> _TEXTO DE LEITURA_:
========================================================================

6.73.  E, por outro lado, segundo o disposto no artigo 2.º do Código dos Impostos Especiais do Consumo (CIEC), na redação da Lei n.º 24-E/2022, de 30 de Dezembro (disposição essa a que foi atribuída natureza interpretativa - artigo 6.º dessa Lei), “os impostos especiais de consumo obedecem ao princípio da equivalência, procurando onerar os contribuintes na medida dos custos que estes provocam, designadamente nos domínios do ambiente e da saúde pública, sendo repercutidos nos mesmos, em concretização de uma regra geral de igualdade tributária”.

 

6.74.  Quer as disposições da Lei n.º 55/2007, especificamente aplicáveis à contribuição de serviço rodoviário, quer a disposição geral do artigo 2.º do CIEC, consagram um princípio de repercussão legal do imposto, significando que o encargo do imposto não seja suportado pelo sujeito passivo, mas pelo contribuinte que intervém no processo de comercialização dos bens ou serviços.

 

6.75.  Havendo de admitir-se, por efeito da norma do artigo 18.º, n.º 4, alínea a), da LGT, que as entidades repercutidas dispõem de legitimidade procedimental e processual para deduzirem reclamação graciosa ou recurso hierárquico ou impugnação judicial contra o acto tributário de liquidação do imposto que é objecto de repercussão.[15]

 

6.76.  Para além da legitimidade activa da Requerente se encontrar coberta pela referida disposição da LGT, essa legitimidade é também reconhecida pela regra geral do artigo 9.º, n.º 1, do CPPT, segundo a qual “têm legitimidade no procedimento tributário, além da administração tributária, os contribuintes, incluindo substitutos e responsáveis, outros obrigados tributários, as partes dos contratos fiscais e quaisquer outras pessoas que provem interesse legalmente protegido”.

 

6.77.  Ou seja, ainda que se entendesse que a situação do caso não corresponde a repercussão legal, mas a mera repercussão económica ou de facto, não pode deixar de considerar-se que a entidade que suporta o imposto no âmbito da cadeia de comercialização dispõe de legitimação para impugnar o ato de liquidação com fundamento em ilegalidade.

========================================================================

> _DADOS_:
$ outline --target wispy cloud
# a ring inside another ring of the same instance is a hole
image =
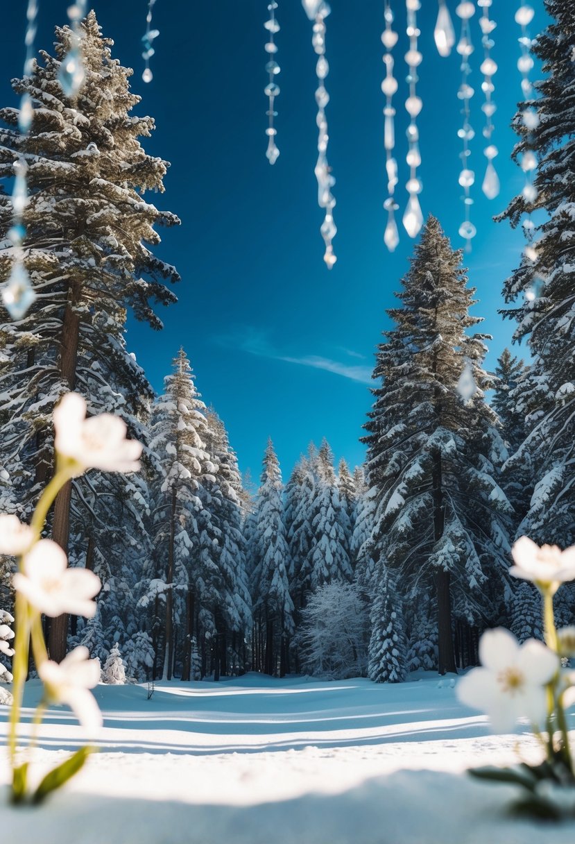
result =
[[[334,360],[320,354],[288,354],[276,349],[270,343],[267,335],[256,328],[245,327],[232,334],[220,335],[217,342],[227,348],[236,349],[249,354],[255,354],[261,358],[269,358],[271,360],[282,360],[288,364],[297,364],[299,366],[308,366],[312,369],[325,370],[334,375],[359,381],[361,384],[370,384],[372,370],[369,366],[351,365]],[[364,359],[363,354],[342,349],[346,354],[353,358]]]

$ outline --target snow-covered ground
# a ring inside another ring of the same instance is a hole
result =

========================================================================

> _INSTRUÇÕES DAS TAREFAS_:
1. Transcreva do texto sobre a repercussão dos impostos especiais de consumo o trecho entre "6.76.  Para além" e "fundamento em ilegalidade.", inclusive.
2. Responda, com base no texto sobre a repercussão dos impostos especiais de consumo, às perguntas seguintes.
(a) Segundo o artigo 2.º do CIEC, a que princípio obedecem os impostos especiais de consumo?
(b) Que norma da LGT permite admitir que as entidades repercutidas dispõem de legitimidade procedimental e processual?
(c) Que disposição do CPPT também reconhece a legitimidade ativa da Requerente?
3. Prolongue o texto sobre a repercussão dos impostos especiais de consumo a partir do ponto em que termina.

> _RESPOSTAS_:
1.
6.76.  Para além da legitimidade activa da Requerente se encontrar coberta pela referida disposição da LGT, essa legitimidade é também reconhecida pela regra geral do artigo 9.º, n.º 1, do CPPT, segundo a qual “têm legitimidade no procedimento tributário, além da administração tributária, os contribuintes, incluindo substitutos e responsáveis, outros obrigados tributários, as partes dos contratos fiscais e quaisquer outras pessoas que provem interesse legalmente protegido”.

 

6.77.  Ou seja, ainda que se entendesse que a situação do caso não corresponde a repercussão legal, mas a mera repercussão económica ou de facto, não pode deixar de considerar-se que a entidade que suporta o imposto no âmbito da cadeia de comercialização dispõe de legitimação para impugnar o ato de liquidação com fundamento em ilegalidade.

2.
(a) Ao princípio da equivalência.
(b) O artigo 18.º, n.º 4, alínea a), da LGT.
(c) O artigo 9.º, n.º 1, do CPPT.

3.
 

6.78.  Alega ainda a Autoridade Tributária que, face ao regime especial dos artigos 15.º e 16.º do CIEC, apenas os sujeitos passivos que tenham procedido à introdução no consumo dos produtos em território nacional e provem o pagamento do ISP e da CSR possuem legitimidade para solicitar o reembolso do valor pago, e, como tal, os adquirentes dos produtos não têm legitimidade para efeitos de solicitação da revisão do ato tributário e consequente pedido de reembolso do imposto.

 

6.79.  Há que fazer notar, a este propósito, que o artigo 5.º, n.º 1, da Lei n.º 55/2007 apenas remete para o CIEC o procedimento de liquidação e cobrança do imposto, remissão que igualmente é efetuada para a LGT e o CPPT, significando que, nesse âmbito, haverá de ter-se em consideração as disposições conjugadas do CIEC e demais legislação tributária aplicável.

 

6.80.  Por outro lado, o regime específico previsto nos artigos 15.º e seguintes do CIEC abrange o reembolso com fundamento em erro na liquidação ou em caso de expedição ou exportação, ao passo que o que está em causa no presente processo arbitral não é um qualquer pedido de reembolso, mas a declaração de ilegalidade dos actos tributários de repercussão do imposto por violação do direito europeu.

 

6.81.  E, nesses termos, a questão da legitimidade ativa terá de ser analisada à luz das regras processuais aplicáveis, e não do regime específico do reembolso do imposto que consta das citadas disposições do CIEC.

6.82.  Por todo o exposto, a alegada excepção de ilegitimidade activa, tal como se encontra formulada, é improcedente e nada obsta ao prosseguimento do processo no que diz respeito aos alegados actos de liquidação como meio de obter a consequente anulação dos actos de repercussão.

 

6.83.  A Autoridade Tributária refere ainda que a Requerente, não sendo sujeito passivo do imposto, carece não apenas de ilegitimidade processual, mas também de ilegitimidade substantiva, que constitui uma exceção perentória e conduz à absolvição do pedido.

 

6.84.  Como é entendimento corrente, a chamada a legitimidade substancial ou substantiva tem a ver com a efectividade da relação material, interessando já ao mérito da causa e, nesse sentido, constitui um requisito da procedência do pedido.[16]

 

6.85.  Não é possível considerar verificada liminarmente a inviabilidade da pretensão deduzida em juízo com base em meras alegações da parte contra quem vem deduzido o pedido, quando essa é a questão de fundo que carece de ser analisada em função do direito aplicável face aos factos que venham a ser dados como provados ou não provados.

 

6.86.  Nem a alegação aduzida pela Requerida poderá caracterizar uma excepção perentória.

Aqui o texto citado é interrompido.